TÂCHES À RÉALISER
1. Recopiez le passage du texte sur la honte de prendre l'avion, de « Préoccupés par le » à « combustibles fossiles ? ».
2. Répondez aux questions suivantes d'après le texte sur la honte de prendre l'avion :
(a) Quel avion commercial est associé à l'année 1952 ?
(b) De quel pays le mouvement « flight shaming » est-il originaire ?
(c) Quelle part des émissions mondiales de gaz à effet de serre est attribuée au transport aérien ?

TEXTE FOURNI
La honte de prendre l’avion s’intensifie en Europe après plusieurs manifestations pour le climat qui ont eu lieu dans les grandes villes mondiales. Le flight shaming risque d’inverser la courbe économique des compagnies aériennes, jusque-là en croissance depuis des dizaines d’années.
Les avions commerciaux occupent le trafic aérien depuis le « De Havilland Comet » en 1952. L’aviation était si glamour que le terme « jet set » a été inventé pour décrire le groupe social des personnes aisés qui ont fait le tour du monde à bord de ce que l’on appelait des avions de luxe.
Le voyage en avion n’est peut-être plus aussi glamour, mais il devient de plus en plus populaire. Quelque 4,6 milliards de passagers devraient prendre leur envol en 2019, soutenant une industrie du transport aérien d’un billion de dollars. Mais le groupe européen de « Flight Shamers » et les manifestations pour le climat pourraient changer la donne.
Préoccupés par le changement climatique mondial, un groupe de plus en plus influant composé de militants d’Europe du Nord ont commencé à dire non aux voyages en avion. Ces protestations gagneront-elles en notoriété après le mouvement de lutte contre les combustibles fossiles qui avait poussé plus d’un millier d’investisseurs représentant 6 billions de dollars de fonds à ne plus utiliser de combustibles fossiles ?
Le mouvement « flight shaming », d’origine suédoise, s’est développé et ses slogans comme « flygskam » (honte de prendre l’avion) et « tågskryt » (fierté de prendre le train) sont en cours de traduction en plusieurs langues. Un avocat britannique qui boycotte désormais les vols et qui aimait voyager a dit à l’Agence Reuters : « C’est une pilule difficile à avaler, mais quand on regarde les problèmes liés au réchauffement climatique, le sacrifice devient tout à coup petit ».
« Nous devrions tous éviter au maximum de prendre l’avion, l’avenir de notre planète est en jeu », a déclaré l’actrice Emma Thompson. Mais pour montrer à quel point un tel changement est difficile, son vol British Airways à destination de Londres pour aller soutenir les manifestations pour le climat aurait généré deux tonnes de dioxyde de carbone pour chaque passager de première classe, dont Emma Thompson. Un journal britannique a noté que le groupe « Extinction Rebellion » » a déclaré que le CO2 produit par son vol afin qu’elle se rende à leur manifestation était un « malheureux échec dans notre grande bataille pour sauver la planète ».
Le transport aérien est aujourd’hui considéré comme responsable de près de 3% des émissions mondiales de gaz à effet de serre. Si rien n’est fait, les émissions augmenteront au même rythme que les passagers, qui devrait croître de 3,5 % par an jusqu’en 2036, année où 8,2 milliards de passagers prendront l’avion.

LIGNES DE DONNÉES
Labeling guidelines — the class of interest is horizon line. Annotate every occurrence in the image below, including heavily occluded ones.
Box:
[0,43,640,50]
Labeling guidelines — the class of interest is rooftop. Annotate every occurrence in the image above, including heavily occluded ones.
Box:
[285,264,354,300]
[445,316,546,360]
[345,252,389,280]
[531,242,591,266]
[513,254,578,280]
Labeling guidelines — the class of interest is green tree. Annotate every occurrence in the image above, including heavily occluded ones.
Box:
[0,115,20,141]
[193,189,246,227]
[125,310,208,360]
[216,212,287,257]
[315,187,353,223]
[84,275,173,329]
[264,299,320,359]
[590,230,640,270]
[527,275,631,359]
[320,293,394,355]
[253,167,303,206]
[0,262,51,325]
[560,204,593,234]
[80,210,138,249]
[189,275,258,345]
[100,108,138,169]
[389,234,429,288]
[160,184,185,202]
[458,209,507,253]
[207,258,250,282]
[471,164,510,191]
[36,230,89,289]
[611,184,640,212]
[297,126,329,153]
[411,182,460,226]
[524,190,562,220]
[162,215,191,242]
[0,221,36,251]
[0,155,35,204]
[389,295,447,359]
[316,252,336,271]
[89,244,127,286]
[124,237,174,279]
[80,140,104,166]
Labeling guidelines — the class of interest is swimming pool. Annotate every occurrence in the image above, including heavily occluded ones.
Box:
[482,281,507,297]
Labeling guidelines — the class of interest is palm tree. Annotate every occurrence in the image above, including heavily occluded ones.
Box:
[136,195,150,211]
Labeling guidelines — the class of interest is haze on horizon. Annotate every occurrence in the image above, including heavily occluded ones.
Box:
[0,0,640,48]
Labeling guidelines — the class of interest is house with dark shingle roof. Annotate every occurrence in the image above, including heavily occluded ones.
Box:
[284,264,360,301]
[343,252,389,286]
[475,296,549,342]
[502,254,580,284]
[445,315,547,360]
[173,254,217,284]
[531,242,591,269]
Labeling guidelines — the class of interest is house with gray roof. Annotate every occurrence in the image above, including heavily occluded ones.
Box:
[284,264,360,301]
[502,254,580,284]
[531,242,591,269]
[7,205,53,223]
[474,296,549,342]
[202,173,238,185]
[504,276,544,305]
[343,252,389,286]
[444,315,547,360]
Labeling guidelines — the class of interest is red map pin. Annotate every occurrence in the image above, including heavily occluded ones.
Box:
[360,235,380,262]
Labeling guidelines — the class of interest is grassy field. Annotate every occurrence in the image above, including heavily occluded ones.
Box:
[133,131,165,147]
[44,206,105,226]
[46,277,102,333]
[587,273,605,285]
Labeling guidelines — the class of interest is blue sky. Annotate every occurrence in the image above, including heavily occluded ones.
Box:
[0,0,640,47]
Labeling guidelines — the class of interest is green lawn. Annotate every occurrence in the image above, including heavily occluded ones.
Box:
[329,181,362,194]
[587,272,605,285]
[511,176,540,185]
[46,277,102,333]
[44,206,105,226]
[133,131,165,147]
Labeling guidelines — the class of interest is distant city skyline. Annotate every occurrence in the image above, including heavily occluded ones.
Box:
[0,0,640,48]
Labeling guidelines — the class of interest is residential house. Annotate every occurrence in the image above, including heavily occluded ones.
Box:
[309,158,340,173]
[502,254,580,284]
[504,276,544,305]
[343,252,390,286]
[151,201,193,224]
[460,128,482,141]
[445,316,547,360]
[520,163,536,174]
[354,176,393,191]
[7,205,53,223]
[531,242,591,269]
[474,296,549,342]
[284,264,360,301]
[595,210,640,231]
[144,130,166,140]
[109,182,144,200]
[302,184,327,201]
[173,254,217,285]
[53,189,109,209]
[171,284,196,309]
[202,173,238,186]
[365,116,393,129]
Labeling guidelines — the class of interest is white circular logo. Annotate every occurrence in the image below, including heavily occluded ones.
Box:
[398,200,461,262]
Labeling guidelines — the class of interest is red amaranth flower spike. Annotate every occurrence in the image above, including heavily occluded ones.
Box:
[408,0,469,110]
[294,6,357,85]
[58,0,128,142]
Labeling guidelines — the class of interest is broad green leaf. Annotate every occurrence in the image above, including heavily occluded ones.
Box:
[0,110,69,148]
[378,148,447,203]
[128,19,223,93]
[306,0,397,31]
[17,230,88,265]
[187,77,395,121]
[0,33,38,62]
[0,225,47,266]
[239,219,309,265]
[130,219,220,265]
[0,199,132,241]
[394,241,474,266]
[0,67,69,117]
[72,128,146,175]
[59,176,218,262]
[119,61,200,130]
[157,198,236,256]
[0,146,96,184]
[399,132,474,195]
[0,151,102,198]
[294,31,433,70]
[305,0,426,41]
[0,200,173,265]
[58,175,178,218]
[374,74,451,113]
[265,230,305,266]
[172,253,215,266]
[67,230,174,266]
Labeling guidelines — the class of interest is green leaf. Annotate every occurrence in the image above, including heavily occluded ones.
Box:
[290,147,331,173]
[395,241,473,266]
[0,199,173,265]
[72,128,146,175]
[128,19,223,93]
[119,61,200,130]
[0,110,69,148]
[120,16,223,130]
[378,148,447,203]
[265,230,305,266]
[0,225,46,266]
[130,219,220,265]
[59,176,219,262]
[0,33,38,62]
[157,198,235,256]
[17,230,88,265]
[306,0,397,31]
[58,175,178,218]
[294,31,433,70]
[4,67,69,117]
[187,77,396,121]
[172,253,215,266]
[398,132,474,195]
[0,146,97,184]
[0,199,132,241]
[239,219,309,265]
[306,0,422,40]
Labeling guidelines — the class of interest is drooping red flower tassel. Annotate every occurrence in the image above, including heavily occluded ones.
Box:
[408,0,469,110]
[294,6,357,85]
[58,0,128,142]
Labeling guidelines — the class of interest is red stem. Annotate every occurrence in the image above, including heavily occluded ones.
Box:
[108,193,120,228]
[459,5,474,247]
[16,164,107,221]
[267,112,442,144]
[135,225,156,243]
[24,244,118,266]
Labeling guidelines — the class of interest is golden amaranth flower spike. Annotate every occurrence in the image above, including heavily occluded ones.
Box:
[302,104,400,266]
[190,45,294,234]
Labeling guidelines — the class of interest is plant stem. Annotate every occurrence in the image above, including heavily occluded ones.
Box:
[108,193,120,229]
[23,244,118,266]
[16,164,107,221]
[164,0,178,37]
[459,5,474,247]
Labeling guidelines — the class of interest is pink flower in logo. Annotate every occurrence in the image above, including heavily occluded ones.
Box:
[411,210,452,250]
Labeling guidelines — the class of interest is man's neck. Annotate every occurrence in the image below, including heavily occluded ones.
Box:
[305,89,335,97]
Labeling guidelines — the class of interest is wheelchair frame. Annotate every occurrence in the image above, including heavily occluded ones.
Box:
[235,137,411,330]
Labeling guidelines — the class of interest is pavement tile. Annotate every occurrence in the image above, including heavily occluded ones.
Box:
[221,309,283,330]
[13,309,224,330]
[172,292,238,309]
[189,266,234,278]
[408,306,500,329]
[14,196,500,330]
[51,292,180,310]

CORRIGÉ DE L'EXERCICE
1.
Préoccupés par le changement climatique mondial, un groupe de plus en plus influant composé de militants d’Europe du Nord ont commencé à dire non aux voyages en avion. Ces protestations gagneront-elles en notoriété après le mouvement de lutte contre les combustibles fossiles qui avait poussé plus d’un millier d’investisseurs représentant 6 billions de dollars de fonds à ne plus utiliser de combustibles fossiles ?

2.
(a) Le « De Havilland Comet ».
(b) De la Suède.
(c) Près de 3 %.